Ne isteniyor: Aşağıdaki kültür kavramı üzerine mektuptan "Benim kanımca, bir" ifadesinden "artmış da olabilir." ifadesine kadar olan kısmı, hiçbir şeyini değiştirmeden yazın.

Belge:
Sayın Ceyhun,
O yazıda belirttiğiniz "maddi ve nanevi "değerlerle ilgili bolümde söylenenler elbette yaşam tarzına da girerler ama ben orada kendi tanımlarımdan ziyade başkalarının tanımlarını ve onların ona yükledikleri anlamları kastediyordum ve bunların çoğu sözlü tartışmalardan kaynaklanıyordu. Öyle anlayanlar da vardı. Yani otomobiller, evler falan maddi değerler, birimler falan da manevi değerler oluyordu. Ben de onu öyle alıp tartışıyordum. Dikkat ettiyseniz yazımda Kültür üzerine bir tanım yapmaktan kaçınıyorum Özellikle politik bir kavram olarak.
Benim kanımca, bir sosyolog olarak, Kültür insanin doğaya kattığı her şeydir, maddi ve manevi her şeydir. Ama bu tanım aşağı yukarı Toplum'a denk düşer. Politik olarak anlamsızdır. Orada dikkat ettiyseniz, Kültür’e yüklenen politik anlamlar tartışılıyor. Bildiğim kadarıyla, bir UNESCO araştırmasına göreydi galiba, Kültür kavramı en çok farklı anlamlarda kullanılan, en farklı tanımları yapılan bir kavrammış. Sayıyı tam hatırlamıyorum ama bin civarında farklı kullanım ve tanım tespit edilmişti galiba bir zamanlar. Herhalde bu arada biraz daha artmış da olabilir.

Kayıtlı veriler:
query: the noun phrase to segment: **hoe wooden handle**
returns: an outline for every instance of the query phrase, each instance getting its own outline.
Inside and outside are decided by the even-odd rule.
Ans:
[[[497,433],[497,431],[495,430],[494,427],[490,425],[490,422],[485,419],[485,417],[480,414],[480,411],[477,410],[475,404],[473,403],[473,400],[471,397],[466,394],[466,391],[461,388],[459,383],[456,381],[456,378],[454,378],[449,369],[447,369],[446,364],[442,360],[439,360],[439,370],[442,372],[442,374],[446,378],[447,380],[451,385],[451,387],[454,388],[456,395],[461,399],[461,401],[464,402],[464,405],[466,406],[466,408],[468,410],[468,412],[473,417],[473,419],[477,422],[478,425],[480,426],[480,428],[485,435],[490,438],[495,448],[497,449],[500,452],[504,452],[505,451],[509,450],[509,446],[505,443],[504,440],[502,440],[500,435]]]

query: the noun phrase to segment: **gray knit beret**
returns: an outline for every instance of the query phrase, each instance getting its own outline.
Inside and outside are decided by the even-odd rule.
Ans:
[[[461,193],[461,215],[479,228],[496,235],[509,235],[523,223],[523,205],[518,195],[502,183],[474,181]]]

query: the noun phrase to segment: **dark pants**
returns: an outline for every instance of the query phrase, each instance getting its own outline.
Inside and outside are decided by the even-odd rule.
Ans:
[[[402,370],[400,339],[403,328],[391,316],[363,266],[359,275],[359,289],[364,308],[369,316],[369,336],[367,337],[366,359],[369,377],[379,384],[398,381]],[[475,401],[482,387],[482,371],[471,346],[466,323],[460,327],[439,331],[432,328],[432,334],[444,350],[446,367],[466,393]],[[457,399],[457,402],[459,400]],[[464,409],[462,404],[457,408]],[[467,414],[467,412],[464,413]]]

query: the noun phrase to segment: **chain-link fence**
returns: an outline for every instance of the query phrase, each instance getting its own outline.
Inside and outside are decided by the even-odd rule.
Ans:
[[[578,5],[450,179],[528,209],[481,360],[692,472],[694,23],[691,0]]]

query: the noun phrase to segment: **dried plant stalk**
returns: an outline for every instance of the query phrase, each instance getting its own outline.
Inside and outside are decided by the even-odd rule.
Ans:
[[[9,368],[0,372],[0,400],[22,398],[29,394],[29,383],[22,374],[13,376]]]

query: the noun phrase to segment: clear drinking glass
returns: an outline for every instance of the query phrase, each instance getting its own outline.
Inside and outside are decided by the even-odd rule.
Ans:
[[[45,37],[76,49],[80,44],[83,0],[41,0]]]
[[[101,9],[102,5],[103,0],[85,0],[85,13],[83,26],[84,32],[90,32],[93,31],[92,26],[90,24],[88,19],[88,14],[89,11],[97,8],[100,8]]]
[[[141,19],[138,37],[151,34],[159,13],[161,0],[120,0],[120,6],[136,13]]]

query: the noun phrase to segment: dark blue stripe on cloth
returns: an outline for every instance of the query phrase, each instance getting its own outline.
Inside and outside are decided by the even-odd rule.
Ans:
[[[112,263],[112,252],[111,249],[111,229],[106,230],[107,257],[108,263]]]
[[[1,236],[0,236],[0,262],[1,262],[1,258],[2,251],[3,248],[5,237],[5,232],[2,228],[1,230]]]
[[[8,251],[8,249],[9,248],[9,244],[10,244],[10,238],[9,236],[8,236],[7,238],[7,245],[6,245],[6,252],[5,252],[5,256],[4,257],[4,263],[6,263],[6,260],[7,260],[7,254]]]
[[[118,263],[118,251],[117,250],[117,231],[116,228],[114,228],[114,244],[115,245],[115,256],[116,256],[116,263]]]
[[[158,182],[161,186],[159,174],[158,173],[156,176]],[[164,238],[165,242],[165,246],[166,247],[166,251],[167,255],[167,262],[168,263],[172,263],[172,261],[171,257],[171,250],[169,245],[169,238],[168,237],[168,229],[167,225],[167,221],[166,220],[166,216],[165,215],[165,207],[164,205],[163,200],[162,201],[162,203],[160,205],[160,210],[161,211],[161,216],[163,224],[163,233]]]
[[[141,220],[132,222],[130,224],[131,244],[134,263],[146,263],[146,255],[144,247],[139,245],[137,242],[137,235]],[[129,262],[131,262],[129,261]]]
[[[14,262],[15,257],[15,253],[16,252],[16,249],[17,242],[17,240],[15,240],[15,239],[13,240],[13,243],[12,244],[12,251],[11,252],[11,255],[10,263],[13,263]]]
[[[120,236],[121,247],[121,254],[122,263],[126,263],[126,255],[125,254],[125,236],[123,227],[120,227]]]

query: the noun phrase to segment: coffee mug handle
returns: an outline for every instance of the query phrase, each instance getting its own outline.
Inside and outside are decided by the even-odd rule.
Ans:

Alıştırma çıktısı:
Benim kanımca, bir sosyolog olarak, Kültür insanin doğaya kattığı her şeydir, maddi ve manevi her şeydir. Ama bu tanım aşağı yukarı Toplum'a denk düşer. Politik olarak anlamsızdır. Orada dikkat ettiyseniz, Kültür’e yüklenen politik anlamlar tartışılıyor. Bildiğim kadarıyla, bir UNESCO araştırmasına göreydi galiba, Kültür kavramı en çok farklı anlamlarda kullanılan, en farklı tanımları yapılan bir kavrammış. Sayıyı tam hatırlamıyorum ama bin civarında farklı kullanım ve tanım tespit edilmişti galiba bir zamanlar. Herhalde bu arada biraz daha artmış da olabilir.